- _SHORT PROBLEM_
Count how many lines in the listing below contain the string "grille", matching case exactly. Reply with only the number.

(Location labeling listing)
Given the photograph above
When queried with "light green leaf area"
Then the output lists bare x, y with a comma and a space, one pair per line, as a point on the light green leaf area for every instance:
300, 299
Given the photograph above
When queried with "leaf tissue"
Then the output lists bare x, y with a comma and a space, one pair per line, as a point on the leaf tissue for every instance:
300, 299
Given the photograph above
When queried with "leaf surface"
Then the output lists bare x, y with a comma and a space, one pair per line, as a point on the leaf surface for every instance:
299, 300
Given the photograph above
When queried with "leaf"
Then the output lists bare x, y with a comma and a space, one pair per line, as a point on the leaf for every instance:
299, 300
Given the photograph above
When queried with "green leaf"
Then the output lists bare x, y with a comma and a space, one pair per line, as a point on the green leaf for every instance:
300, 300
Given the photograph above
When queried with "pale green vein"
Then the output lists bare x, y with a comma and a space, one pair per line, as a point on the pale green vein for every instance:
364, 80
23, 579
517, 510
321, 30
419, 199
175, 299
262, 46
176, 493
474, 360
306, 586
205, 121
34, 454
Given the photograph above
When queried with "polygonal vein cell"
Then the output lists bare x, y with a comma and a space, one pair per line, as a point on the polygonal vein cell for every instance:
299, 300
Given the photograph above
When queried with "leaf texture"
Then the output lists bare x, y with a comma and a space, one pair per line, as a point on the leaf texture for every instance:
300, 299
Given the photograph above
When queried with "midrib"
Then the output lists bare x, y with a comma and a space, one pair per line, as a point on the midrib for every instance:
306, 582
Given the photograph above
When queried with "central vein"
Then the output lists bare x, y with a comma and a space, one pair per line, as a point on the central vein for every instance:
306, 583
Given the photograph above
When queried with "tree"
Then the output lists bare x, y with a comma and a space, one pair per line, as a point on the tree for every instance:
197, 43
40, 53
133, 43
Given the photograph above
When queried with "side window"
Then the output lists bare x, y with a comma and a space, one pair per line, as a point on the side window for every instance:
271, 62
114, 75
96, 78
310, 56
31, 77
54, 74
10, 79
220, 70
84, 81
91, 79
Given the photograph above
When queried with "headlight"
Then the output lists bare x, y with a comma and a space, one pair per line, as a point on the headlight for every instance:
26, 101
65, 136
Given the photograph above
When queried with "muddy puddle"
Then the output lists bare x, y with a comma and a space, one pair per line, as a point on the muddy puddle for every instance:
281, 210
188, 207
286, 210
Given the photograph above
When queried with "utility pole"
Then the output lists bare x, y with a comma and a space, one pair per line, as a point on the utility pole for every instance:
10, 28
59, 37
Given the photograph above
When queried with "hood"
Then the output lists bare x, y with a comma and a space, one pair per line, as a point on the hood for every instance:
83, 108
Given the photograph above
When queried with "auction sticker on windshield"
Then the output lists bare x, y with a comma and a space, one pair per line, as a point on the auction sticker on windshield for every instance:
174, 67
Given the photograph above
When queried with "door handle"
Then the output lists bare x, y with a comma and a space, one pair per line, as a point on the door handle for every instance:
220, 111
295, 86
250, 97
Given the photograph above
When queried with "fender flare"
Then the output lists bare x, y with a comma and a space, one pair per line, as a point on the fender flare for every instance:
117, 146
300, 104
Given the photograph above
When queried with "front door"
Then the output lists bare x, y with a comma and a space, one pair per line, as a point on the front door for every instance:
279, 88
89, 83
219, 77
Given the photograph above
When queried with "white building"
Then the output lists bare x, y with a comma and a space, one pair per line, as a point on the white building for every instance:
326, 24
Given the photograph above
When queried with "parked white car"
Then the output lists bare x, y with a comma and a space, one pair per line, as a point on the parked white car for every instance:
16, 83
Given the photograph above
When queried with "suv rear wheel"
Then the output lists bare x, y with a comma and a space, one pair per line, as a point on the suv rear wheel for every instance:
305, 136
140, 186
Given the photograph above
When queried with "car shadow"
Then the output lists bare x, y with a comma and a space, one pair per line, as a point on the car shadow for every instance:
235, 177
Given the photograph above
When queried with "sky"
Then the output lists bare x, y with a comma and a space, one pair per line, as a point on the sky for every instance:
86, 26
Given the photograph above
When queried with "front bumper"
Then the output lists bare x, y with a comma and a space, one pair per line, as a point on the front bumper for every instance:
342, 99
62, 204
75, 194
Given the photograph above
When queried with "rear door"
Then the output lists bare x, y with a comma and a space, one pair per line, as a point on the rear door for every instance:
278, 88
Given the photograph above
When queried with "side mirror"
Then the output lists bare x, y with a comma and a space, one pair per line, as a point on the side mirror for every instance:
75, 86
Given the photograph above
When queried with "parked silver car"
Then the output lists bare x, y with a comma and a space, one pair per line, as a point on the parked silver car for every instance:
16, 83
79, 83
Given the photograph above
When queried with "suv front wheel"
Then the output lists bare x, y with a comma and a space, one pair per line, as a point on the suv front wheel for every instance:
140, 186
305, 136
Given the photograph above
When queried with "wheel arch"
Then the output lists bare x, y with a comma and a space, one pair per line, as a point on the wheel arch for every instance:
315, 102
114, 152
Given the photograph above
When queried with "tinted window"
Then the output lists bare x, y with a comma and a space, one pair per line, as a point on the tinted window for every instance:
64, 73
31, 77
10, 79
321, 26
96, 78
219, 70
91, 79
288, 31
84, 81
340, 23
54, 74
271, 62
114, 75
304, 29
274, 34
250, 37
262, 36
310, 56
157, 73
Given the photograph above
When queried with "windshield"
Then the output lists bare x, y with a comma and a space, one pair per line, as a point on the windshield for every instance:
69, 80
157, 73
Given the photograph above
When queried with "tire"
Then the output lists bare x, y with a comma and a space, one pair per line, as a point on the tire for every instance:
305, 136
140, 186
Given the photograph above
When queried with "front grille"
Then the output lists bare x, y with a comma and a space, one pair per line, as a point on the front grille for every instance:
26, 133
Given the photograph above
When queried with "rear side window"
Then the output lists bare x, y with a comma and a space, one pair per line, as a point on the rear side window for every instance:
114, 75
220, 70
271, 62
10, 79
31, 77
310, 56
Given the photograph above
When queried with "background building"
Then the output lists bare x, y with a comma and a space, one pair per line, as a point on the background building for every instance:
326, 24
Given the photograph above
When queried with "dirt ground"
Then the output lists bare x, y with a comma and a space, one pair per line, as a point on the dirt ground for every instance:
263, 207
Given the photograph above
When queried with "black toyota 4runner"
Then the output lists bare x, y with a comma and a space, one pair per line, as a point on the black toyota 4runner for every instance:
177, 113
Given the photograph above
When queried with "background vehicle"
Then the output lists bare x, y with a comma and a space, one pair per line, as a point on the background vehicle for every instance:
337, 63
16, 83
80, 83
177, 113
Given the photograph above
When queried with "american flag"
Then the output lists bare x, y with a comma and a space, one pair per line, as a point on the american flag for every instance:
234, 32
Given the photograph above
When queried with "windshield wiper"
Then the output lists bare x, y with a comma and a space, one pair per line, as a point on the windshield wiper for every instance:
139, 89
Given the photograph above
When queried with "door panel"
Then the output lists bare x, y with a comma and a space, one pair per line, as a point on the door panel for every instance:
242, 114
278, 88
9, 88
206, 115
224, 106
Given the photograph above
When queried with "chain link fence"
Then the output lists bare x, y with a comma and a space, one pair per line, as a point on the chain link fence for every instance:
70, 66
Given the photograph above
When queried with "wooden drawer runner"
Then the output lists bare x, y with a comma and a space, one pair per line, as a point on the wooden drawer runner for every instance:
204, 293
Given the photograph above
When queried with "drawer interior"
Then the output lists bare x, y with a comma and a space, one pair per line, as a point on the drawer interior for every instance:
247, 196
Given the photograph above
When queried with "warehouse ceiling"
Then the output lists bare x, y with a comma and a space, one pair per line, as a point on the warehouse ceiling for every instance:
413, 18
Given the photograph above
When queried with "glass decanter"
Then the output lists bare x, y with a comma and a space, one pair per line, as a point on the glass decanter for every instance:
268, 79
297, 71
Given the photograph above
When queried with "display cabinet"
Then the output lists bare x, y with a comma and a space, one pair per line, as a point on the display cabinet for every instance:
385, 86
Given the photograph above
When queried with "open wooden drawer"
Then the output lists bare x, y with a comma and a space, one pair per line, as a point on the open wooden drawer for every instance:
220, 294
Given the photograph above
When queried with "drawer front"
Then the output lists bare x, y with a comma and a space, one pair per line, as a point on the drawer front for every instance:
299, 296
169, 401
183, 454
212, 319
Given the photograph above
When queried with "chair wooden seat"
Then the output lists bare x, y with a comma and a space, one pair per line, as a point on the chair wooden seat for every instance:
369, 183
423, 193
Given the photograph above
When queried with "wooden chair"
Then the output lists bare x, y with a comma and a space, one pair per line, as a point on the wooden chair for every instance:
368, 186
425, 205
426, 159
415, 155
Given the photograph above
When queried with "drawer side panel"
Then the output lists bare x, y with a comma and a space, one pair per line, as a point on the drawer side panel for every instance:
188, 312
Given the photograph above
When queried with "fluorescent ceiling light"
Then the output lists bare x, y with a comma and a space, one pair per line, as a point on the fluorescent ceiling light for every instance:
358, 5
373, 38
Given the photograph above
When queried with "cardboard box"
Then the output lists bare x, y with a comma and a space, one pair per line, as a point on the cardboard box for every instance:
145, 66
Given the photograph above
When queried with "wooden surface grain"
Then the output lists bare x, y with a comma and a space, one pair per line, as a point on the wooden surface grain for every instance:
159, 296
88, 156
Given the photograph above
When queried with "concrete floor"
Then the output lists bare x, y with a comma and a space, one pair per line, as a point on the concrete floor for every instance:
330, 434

- _REPLY_
2